- [Objective]:
Copy out the records from the line with "string light. Report pixel corners as JSON arrays." to the line with "[[0, 17, 640, 86]]", requests included, shifting every bounding box coordinate in the answers up by 134. Leave the numbers in the requests and their format samples unchanged.

- [Bounding box annotation records]:
___
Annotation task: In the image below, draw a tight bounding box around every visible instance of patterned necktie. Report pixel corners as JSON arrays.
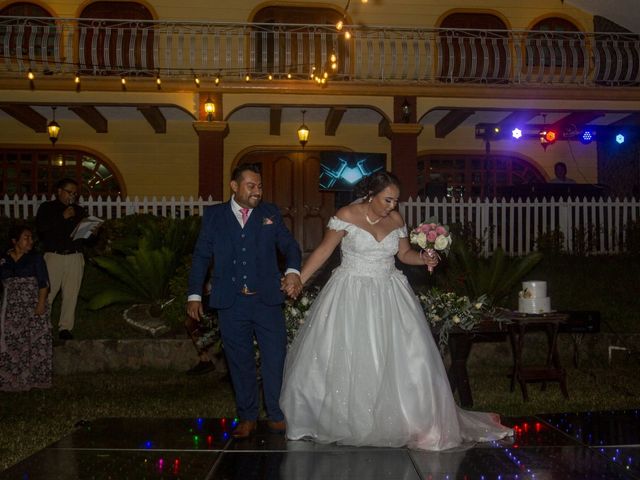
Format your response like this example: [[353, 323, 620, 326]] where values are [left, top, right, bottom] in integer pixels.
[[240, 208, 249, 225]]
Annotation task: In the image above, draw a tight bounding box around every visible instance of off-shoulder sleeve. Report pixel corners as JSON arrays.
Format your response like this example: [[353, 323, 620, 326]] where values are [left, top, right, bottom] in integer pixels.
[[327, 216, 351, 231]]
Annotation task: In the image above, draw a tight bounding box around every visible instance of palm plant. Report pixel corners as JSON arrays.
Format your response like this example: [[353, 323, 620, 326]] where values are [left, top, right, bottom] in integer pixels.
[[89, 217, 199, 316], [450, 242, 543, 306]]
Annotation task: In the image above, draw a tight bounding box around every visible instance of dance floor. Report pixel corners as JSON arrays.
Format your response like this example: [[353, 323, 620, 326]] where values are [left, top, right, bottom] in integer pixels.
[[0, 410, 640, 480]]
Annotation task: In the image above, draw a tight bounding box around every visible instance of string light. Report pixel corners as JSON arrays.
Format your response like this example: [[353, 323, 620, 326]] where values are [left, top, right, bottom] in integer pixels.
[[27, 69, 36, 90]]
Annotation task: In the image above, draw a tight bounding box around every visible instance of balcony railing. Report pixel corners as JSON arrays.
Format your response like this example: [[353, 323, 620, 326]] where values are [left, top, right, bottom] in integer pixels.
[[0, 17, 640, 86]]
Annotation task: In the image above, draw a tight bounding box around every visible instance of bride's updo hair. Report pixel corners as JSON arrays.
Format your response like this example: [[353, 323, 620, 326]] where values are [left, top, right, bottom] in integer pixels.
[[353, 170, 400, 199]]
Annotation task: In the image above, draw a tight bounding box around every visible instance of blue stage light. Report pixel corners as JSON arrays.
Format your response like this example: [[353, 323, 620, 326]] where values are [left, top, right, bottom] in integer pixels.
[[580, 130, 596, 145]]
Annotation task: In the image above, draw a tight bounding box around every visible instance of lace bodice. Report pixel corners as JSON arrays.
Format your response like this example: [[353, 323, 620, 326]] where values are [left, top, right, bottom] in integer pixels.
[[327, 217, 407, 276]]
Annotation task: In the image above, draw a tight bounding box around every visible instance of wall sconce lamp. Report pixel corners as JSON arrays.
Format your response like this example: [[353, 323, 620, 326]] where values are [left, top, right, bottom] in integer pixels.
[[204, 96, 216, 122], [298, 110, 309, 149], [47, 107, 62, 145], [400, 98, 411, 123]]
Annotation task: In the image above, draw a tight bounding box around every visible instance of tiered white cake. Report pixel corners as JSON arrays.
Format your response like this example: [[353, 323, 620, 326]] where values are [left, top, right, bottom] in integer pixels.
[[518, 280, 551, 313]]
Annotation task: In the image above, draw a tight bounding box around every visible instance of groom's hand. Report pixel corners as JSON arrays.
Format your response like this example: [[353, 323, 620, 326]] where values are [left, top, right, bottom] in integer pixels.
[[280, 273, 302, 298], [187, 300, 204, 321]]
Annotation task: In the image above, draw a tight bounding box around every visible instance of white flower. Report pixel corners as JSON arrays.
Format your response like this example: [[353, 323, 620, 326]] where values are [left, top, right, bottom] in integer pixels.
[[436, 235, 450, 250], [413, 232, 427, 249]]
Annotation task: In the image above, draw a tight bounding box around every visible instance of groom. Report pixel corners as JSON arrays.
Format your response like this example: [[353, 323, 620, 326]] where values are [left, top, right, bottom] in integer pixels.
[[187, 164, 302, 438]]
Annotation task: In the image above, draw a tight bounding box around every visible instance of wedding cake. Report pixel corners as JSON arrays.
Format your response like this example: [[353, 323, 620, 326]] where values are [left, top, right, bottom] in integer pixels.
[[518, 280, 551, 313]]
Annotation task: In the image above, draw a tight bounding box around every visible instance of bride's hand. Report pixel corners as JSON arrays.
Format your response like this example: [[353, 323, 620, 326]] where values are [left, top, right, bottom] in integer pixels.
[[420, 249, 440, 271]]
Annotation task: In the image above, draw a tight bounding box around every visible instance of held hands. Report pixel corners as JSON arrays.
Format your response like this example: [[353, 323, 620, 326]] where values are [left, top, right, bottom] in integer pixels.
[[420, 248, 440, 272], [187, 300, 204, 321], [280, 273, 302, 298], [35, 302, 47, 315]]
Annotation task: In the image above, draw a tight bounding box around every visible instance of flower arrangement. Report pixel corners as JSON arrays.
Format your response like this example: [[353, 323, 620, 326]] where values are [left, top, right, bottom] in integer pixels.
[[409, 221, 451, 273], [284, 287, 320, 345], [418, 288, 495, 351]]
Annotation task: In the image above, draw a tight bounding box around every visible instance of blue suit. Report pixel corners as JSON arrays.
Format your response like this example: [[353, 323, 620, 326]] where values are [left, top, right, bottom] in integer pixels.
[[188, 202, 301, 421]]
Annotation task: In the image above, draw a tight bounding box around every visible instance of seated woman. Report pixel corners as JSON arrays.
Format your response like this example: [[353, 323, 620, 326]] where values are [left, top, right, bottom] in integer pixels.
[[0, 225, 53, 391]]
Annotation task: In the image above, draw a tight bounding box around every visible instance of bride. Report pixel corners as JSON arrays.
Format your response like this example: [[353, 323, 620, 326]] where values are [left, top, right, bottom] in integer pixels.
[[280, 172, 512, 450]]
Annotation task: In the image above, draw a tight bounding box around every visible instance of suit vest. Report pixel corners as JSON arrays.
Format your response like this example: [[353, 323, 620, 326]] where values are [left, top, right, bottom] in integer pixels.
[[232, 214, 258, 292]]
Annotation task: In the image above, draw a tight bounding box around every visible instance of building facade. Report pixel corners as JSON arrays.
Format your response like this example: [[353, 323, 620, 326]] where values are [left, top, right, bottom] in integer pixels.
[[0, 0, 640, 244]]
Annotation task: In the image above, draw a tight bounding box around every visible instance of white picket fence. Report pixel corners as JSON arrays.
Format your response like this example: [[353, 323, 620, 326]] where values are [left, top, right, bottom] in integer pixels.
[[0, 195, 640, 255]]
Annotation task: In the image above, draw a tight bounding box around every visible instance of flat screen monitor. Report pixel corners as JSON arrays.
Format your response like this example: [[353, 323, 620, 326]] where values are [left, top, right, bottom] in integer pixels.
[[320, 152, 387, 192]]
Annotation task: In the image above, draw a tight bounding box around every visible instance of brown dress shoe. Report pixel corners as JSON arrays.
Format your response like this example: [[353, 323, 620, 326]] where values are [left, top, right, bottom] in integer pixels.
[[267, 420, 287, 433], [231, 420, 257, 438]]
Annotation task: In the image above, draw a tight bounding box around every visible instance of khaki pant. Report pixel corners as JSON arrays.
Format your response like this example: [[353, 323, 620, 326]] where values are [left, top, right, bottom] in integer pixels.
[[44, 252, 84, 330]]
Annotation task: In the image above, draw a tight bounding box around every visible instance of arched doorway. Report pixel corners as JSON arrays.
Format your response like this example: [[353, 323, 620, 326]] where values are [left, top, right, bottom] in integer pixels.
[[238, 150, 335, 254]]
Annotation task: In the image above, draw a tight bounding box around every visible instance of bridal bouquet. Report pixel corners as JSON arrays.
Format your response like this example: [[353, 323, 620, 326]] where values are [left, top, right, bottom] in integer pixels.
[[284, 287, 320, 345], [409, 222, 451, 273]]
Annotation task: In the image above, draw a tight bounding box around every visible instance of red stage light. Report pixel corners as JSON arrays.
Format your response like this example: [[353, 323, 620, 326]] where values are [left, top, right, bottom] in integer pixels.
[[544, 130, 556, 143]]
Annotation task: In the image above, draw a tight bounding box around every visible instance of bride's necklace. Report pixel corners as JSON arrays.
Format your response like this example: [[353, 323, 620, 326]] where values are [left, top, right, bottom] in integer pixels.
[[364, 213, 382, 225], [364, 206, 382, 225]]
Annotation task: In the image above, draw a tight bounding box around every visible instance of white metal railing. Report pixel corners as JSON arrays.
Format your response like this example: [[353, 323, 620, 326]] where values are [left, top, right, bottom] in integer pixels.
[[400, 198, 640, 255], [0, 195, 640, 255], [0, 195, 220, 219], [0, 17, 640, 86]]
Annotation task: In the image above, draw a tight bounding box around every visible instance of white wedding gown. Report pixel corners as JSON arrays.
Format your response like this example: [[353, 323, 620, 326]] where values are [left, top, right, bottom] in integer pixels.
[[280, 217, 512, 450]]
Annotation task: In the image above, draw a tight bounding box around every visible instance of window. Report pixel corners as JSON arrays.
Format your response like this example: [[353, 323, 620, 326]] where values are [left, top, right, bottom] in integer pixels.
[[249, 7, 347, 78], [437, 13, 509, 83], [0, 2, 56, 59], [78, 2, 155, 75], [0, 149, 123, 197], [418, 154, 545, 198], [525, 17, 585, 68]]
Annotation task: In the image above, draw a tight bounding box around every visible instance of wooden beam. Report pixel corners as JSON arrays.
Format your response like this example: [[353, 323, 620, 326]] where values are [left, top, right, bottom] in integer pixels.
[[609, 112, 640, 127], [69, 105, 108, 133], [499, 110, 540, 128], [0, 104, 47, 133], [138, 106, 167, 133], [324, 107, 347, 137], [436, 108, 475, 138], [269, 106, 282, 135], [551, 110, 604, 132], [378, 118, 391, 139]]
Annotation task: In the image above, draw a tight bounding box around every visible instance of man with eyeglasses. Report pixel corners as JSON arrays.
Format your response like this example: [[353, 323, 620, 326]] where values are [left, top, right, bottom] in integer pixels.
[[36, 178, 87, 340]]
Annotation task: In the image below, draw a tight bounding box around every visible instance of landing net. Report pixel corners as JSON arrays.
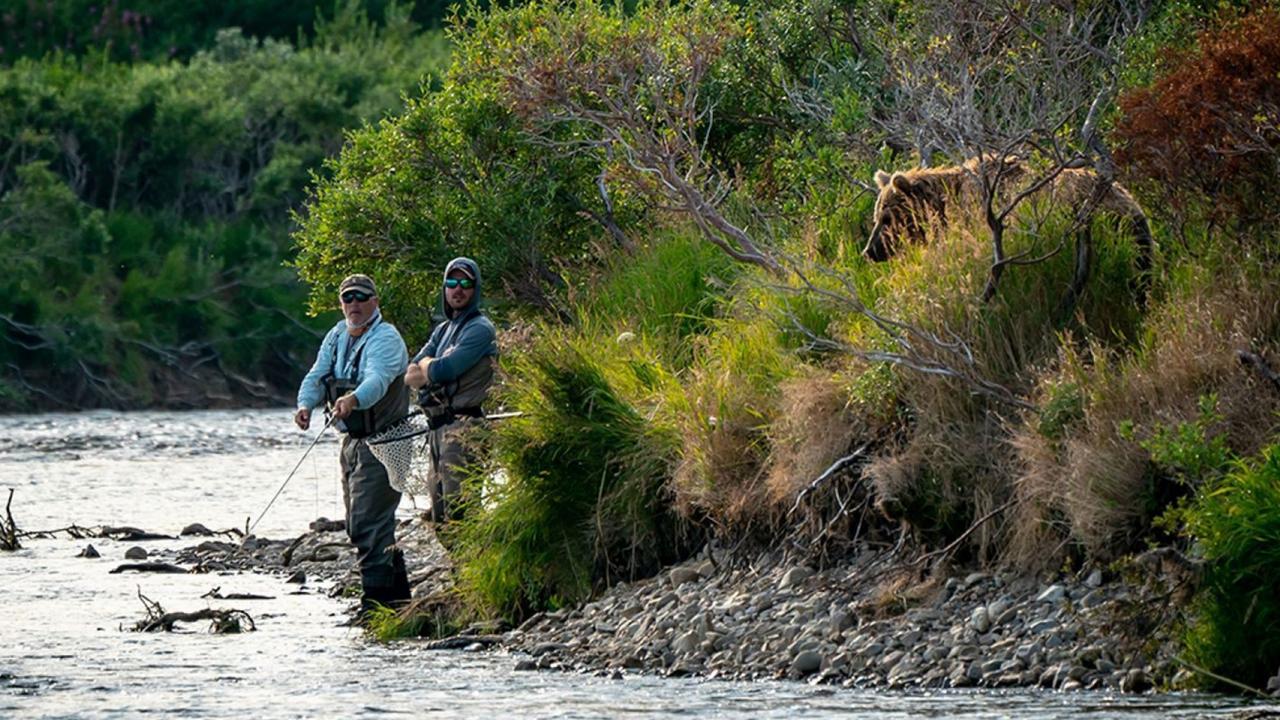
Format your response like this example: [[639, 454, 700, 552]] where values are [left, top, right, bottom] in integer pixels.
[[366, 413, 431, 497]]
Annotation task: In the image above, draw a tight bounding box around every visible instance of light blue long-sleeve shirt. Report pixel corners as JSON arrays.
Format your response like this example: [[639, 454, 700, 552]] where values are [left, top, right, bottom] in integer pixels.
___
- [Output of the exercise]:
Annotation task: In the image above, draw a tight bounding box around every visible instance of string light. Report pixel corners as JSON arrays.
Format your response like this example: [[353, 323, 620, 326]] where values are [left, top, right, bottom] in integer pixels.
[[161, 203, 170, 224]]
Annotation task: In the image above, draw a tight bounding box around every visible instance of balcony railing. Report pixel corners as JSON arrays.
Format your response like this example: [[353, 323, 620, 326]] where values are [left, top, right, bottom] in integer pixels.
[[134, 151, 774, 220]]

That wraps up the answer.